Les sujets de polémiques ont évolué, eux aussi, au cours du temps. Il y a eu la fermeture des frontières, puis la prise de température dans les aéroports, l'application StopCovid - obligatoire, pas obligatoire -, le port du masque - un peu, puis partout -, le confinement, les tests sérologiques utiles puis inutiles, et enfin les tests de dépistage. Il est fort à parier que, dans un mois ou deux, nous aurons encore d'autres sujets de débat. Le rôle d'un responsable politique est d'anticiper, de comprendre les enjeux et de prendre les décisions nécessaires pour protéger au mieux la population de son pays, dans un contexte incertain et changeant, en se basant sur les avis des autorités compétentes.

• Données fournies:

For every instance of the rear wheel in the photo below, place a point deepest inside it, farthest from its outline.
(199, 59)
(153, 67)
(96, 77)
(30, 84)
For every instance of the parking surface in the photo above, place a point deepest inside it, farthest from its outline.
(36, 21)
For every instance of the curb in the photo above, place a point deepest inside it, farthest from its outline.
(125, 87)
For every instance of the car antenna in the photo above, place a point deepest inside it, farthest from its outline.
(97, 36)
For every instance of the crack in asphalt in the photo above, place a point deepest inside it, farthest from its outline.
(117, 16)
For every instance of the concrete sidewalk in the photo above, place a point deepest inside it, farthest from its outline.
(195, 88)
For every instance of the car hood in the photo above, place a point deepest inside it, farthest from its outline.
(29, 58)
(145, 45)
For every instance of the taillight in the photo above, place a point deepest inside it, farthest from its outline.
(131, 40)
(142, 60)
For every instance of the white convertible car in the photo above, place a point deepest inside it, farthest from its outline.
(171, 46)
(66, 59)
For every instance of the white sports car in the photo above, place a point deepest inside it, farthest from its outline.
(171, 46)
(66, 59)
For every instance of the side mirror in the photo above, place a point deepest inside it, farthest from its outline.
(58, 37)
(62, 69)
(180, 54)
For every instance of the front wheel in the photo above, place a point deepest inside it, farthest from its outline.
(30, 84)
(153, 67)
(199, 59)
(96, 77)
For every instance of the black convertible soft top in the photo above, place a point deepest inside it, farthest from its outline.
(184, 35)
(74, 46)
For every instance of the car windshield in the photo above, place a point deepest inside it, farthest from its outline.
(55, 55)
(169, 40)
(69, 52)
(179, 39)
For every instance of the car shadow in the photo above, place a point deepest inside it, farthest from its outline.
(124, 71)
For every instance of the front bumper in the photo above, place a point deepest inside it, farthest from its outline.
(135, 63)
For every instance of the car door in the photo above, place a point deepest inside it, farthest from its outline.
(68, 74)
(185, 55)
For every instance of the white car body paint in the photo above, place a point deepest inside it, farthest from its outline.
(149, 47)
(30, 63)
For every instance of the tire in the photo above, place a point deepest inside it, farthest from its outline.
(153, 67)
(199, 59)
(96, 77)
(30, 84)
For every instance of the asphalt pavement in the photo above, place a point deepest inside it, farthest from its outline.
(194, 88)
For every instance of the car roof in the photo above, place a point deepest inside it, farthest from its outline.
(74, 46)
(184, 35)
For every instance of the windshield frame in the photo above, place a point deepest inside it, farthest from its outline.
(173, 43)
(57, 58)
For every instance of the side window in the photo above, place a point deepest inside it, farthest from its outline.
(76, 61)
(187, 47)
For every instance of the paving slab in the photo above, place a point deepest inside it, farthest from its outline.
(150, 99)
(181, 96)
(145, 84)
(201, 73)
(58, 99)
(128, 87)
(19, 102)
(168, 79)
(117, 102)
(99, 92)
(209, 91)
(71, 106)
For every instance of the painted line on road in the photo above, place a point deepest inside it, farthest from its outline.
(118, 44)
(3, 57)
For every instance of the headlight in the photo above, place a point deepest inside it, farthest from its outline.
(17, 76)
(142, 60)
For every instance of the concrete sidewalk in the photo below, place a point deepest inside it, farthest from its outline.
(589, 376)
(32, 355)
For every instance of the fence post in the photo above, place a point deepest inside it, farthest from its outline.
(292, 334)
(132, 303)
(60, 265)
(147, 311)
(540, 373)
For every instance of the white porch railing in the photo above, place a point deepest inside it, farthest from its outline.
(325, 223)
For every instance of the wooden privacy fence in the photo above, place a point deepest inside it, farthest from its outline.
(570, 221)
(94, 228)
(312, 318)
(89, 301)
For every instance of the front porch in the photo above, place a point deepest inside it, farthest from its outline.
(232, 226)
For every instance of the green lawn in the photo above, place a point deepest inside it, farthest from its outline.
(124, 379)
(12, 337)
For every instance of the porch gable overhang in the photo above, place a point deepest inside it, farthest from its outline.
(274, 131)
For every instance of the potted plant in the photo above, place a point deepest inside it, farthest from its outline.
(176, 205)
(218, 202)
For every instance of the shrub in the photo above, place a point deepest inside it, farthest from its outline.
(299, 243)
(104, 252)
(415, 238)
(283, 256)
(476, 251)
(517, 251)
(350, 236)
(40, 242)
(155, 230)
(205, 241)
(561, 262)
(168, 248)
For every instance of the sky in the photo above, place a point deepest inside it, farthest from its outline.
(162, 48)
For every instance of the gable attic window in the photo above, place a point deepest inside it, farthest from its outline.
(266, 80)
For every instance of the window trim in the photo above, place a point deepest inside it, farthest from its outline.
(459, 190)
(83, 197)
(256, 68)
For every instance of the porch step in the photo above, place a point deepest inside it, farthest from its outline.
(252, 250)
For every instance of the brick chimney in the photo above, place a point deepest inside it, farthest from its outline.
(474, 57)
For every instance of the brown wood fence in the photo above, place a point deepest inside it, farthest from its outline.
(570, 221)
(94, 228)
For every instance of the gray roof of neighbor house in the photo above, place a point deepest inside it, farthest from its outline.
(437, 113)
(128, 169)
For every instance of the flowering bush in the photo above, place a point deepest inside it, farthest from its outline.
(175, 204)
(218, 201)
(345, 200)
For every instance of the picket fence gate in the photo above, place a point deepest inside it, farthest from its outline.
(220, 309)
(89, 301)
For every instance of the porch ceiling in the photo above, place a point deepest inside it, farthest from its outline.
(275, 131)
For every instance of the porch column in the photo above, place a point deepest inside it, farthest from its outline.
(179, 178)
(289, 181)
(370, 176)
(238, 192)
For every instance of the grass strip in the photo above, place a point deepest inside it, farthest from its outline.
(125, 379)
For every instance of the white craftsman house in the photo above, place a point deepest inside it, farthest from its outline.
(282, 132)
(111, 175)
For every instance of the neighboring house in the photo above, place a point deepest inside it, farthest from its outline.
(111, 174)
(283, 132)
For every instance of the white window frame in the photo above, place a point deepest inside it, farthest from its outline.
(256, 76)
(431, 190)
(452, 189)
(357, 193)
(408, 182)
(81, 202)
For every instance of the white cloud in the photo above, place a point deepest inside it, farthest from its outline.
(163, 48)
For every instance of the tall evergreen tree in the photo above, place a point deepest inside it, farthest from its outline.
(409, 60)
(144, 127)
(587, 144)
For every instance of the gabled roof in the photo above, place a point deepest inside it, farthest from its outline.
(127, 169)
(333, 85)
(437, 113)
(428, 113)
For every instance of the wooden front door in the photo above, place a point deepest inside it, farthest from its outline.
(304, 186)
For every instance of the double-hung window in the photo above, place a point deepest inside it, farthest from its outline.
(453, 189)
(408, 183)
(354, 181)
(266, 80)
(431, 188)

• Travail demandé:
Poursuivez le texte sur les polémiques de la crise sanitaire à la suite de sa dernière phrase. Les lignes ci-dessus ne proviennent pas de la même source que le texte sur les polémiques de la crise sanitaire.

• Réponse proposée:
Depuis janvier 2020, chacun d'entre nous est devenu un spécialiste de la filtration des masques FFP2 ou de la durée des anticorps neutralisants. Beaucoup donnent leur avis sur l'éthique des essais cliniques ou deviennent d'ardents défenseurs de l'immunité collective. Bref, cette crise a profondément modifié la compréhension de ces questions pour les Français et leur perception des enjeux scientifiques. Aujourd'hui, tout le monde sait ou croit savoir ce qu'il fallait faire. Si je tiens ces propos, c'est que j'entends dans les commentaires des uns et des autres une contraction du temps qui rend les propos tenus ou les décisions prises à un moment précis parfois incompréhensibles pour le grand public à l'aune de ce que nous savons neuf mois plus tard. Cette commission d'enquête est pour moi l'occasion de les expliquer et de remettre systématiquement mes décisions, mes propos et mes actes dans le contexte de ce que l'on connaissait à l'époque. C'est indispensable.
Je vous remercie et je suis prête à répondre à toutes vos questions.